Extracted material
═══
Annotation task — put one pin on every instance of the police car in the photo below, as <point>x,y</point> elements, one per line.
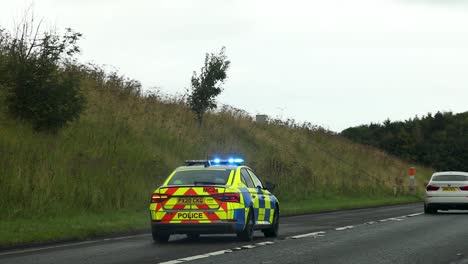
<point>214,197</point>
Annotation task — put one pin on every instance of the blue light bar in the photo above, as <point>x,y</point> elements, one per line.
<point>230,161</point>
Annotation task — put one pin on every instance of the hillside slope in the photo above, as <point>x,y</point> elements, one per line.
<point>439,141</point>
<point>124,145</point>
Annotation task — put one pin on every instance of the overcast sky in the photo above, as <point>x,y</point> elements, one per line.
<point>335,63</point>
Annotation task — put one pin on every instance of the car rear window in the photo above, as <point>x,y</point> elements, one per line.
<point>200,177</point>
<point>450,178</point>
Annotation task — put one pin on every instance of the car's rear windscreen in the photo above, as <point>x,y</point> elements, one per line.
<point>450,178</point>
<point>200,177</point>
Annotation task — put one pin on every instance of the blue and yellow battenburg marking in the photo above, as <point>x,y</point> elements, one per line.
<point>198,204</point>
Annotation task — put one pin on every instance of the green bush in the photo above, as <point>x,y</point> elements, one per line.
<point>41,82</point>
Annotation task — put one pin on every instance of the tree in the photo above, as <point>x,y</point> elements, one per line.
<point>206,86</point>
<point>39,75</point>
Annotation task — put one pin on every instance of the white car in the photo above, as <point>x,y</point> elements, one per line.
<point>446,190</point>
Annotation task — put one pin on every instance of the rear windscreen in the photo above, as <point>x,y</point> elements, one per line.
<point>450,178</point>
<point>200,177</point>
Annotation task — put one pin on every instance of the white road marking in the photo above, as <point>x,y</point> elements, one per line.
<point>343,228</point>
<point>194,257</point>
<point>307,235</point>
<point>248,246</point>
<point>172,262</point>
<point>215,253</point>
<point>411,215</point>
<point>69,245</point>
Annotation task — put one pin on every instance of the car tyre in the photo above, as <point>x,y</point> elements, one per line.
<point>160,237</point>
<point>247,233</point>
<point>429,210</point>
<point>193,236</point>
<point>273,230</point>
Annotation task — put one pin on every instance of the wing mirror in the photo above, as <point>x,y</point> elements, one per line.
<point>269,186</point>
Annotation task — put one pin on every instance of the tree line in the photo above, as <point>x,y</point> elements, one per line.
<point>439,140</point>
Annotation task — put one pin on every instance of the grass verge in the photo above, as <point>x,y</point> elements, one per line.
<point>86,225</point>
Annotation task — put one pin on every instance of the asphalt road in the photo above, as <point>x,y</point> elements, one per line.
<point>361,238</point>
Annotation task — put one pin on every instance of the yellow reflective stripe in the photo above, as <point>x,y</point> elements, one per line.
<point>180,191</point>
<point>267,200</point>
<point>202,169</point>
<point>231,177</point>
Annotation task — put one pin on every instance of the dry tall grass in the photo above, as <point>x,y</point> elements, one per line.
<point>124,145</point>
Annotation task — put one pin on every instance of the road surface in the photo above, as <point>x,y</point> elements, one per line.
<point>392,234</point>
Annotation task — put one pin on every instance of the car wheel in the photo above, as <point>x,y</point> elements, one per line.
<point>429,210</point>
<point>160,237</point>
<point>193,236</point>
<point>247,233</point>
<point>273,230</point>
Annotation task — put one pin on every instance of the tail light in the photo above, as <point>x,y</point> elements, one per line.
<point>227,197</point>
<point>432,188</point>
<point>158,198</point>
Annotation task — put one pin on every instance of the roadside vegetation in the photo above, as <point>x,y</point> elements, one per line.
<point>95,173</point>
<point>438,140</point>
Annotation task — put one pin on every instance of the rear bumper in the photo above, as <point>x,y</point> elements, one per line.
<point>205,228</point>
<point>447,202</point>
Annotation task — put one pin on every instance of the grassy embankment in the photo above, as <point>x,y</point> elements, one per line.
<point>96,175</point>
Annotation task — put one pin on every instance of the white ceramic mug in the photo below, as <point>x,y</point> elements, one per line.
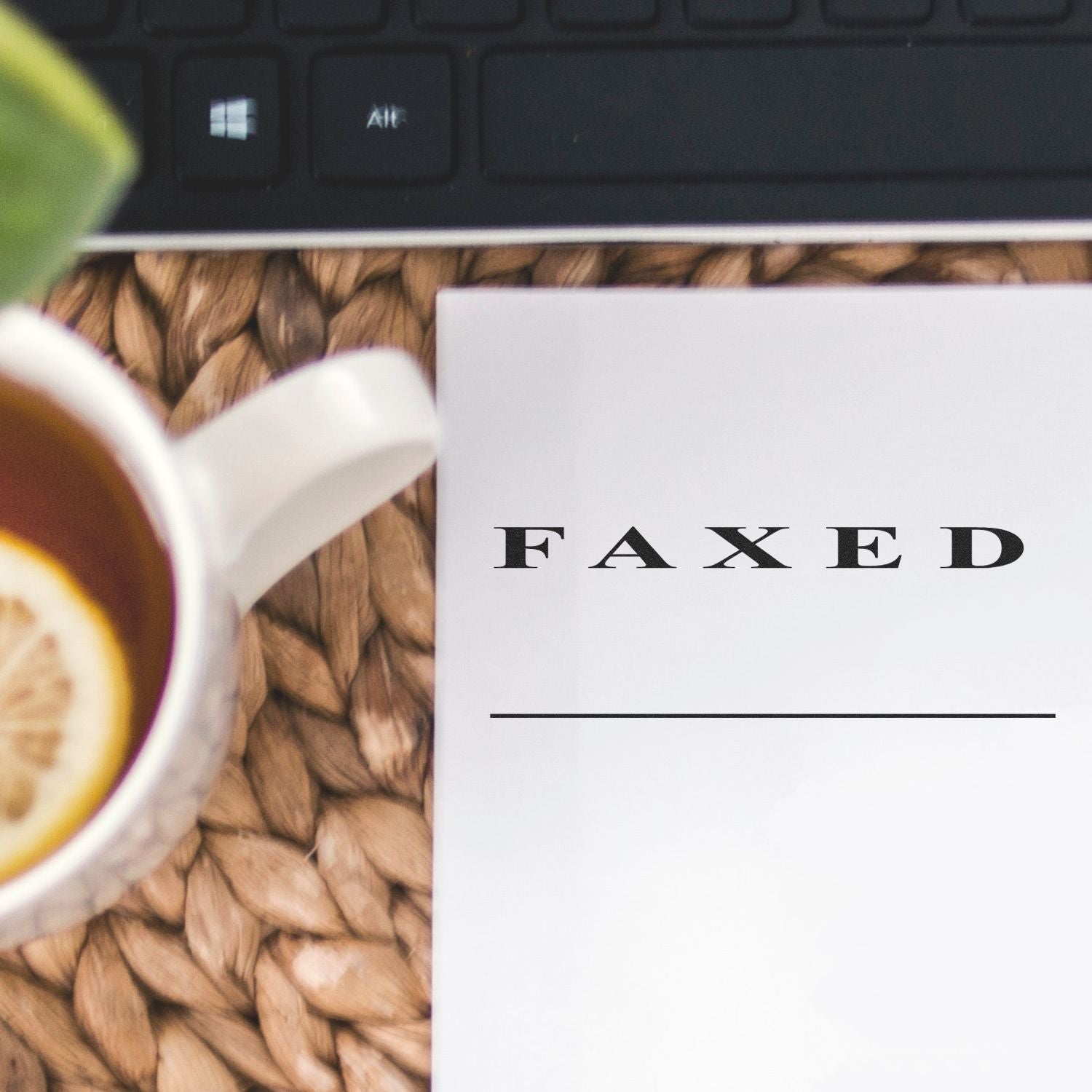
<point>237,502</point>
═══
Set exercise
Recast all the entries above as a Markdown table with two columns, Row and Entry Text, putting one line per row and skipping blank lines. Omit the pictures.

Response for this exercise
| Row | Entry Text |
|---|---|
| 1 | Annotation task — put one pin on every instance of the police car in the photo below, as <point>x,y</point> elements, one per line. |
| 2 | <point>214,197</point> |
| 3 | Annotation task — put one pin on every instance of the blue light bar in the photo above, as <point>x,y</point> elements, one per line. |
| 4 | <point>230,161</point> |
| 5 | Annotation task — put one pin on every instance of the hillside slope in the photo above, as <point>x,y</point> elements, one per line. |
| 6 | <point>439,141</point> |
| 7 | <point>124,145</point> |
| 8 | Annotation task — put one pin on every instance of the overcast sky in the photo above, as <point>x,y</point> elements, one per line. |
| 9 | <point>335,63</point> |
| 10 | Annotation task — put one pin on every instance of the car rear window in the photo above, as <point>x,y</point> elements, one per line. |
| 11 | <point>200,177</point> |
| 12 | <point>450,178</point> |
| 13 | Annotation task — put one pin on every instance of the car's rear windscreen in the photo above, as <point>x,y</point> elements, one per line. |
| 14 | <point>450,178</point> |
| 15 | <point>200,177</point> |
| 16 | Annotation task — put one pin on every instance of the blue and yellow battenburg marking in the photo above, as <point>x,y</point> elements, one per line. |
| 17 | <point>198,204</point> |
| 18 | Annotation task — put one pin on every instance of the green bush in the photo above, as <point>x,y</point> elements, one per line. |
| 19 | <point>41,82</point> |
| 20 | Annotation task — put one pin on every instance of the tree in the photo above, as <point>x,y</point> elements, one per line. |
| 21 | <point>206,86</point> |
| 22 | <point>39,75</point> |
| 23 | Annotation task — put one pin on every instance of the white car in the photo above, as <point>x,y</point> elements, one per line. |
| 24 | <point>446,190</point> |
| 25 | Annotation task — put one pin on every instance of the rear windscreen in the photo above, as <point>x,y</point> elements, one per line. |
| 26 | <point>450,178</point> |
| 27 | <point>200,177</point> |
| 28 | Annotation task — put one pin on every instance of the white road marking in the photo above, as <point>x,y</point> elements, one per line. |
| 29 | <point>343,228</point> |
| 30 | <point>194,257</point> |
| 31 | <point>307,235</point> |
| 32 | <point>248,246</point> |
| 33 | <point>172,262</point> |
| 34 | <point>215,253</point> |
| 35 | <point>411,215</point> |
| 36 | <point>69,245</point> |
| 37 | Annotation task — put one pin on every instance of the car tyre in the photo above, as <point>x,y</point> elements, one per line. |
| 38 | <point>160,237</point> |
| 39 | <point>247,233</point> |
| 40 | <point>429,210</point> |
| 41 | <point>193,236</point> |
| 42 | <point>273,230</point> |
| 43 | Annotation task — put one pin on every instance of the wing mirror in the photo above, as <point>x,y</point> elements, one per line. |
| 44 | <point>269,186</point> |
| 45 | Annotation task — put one pin on every instance of the tree line in the photo above, as <point>x,y</point> elements, one per line. |
| 46 | <point>439,140</point> |
| 47 | Annotation task — put one pin on every instance of the grass verge in the photo above, as <point>x,y</point> elements, one per line. |
| 48 | <point>86,225</point> |
| 49 | Annotation task — put one pin on every instance of the asphalt road in the photo above, as <point>x,y</point> elements, one per line. |
| 50 | <point>361,238</point> |
| 51 | Annotation task — put one pin on every instance of the yellow reflective stripe in the photo above, as <point>x,y</point> elements, one per line. |
| 52 | <point>180,191</point> |
| 53 | <point>267,200</point> |
| 54 | <point>202,169</point> |
| 55 | <point>231,177</point> |
| 56 | Annotation task — put one pin on every instance of the dry tall grass in the photo above, as <point>x,y</point> elements, one per line. |
| 57 | <point>124,145</point> |
| 58 | Annotation task — put one pin on every instance of the road surface in the photo above, as <point>x,y</point> elements, one per line. |
| 59 | <point>392,234</point> |
| 60 | Annotation task — put one pin on every instance of the car wheel in the photo above, as <point>x,y</point> elements, one per line. |
| 61 | <point>429,210</point> |
| 62 | <point>160,237</point> |
| 63 | <point>193,236</point> |
| 64 | <point>247,233</point> |
| 65 | <point>273,230</point> |
| 66 | Annotation task — put one pin on every instance of the tail light in the photo above, as <point>x,y</point> elements, one per line. |
| 67 | <point>227,197</point> |
| 68 | <point>432,188</point> |
| 69 | <point>158,198</point> |
| 70 | Annotation task — put one pin on every instance of the roadside vegetation in the photo above, as <point>x,y</point> elements, one per line. |
| 71 | <point>95,173</point> |
| 72 | <point>438,140</point> |
| 73 | Annotation task — put one pin on every instance of the rear bumper in the photo above, as <point>x,y</point> elements, one per line. |
| 74 | <point>205,228</point> |
| 75 | <point>447,202</point> |
| 76 | Annotation task — put one pin on every instance of the grassy embankment in the photo above, as <point>x,y</point> elements, one per line. |
| 77 | <point>96,175</point> |
| 78 | Annotation task — put one pin on every instance of the white ceramic mug in the photo below, as <point>x,y</point> elements, one per line. |
| 79 | <point>237,502</point> |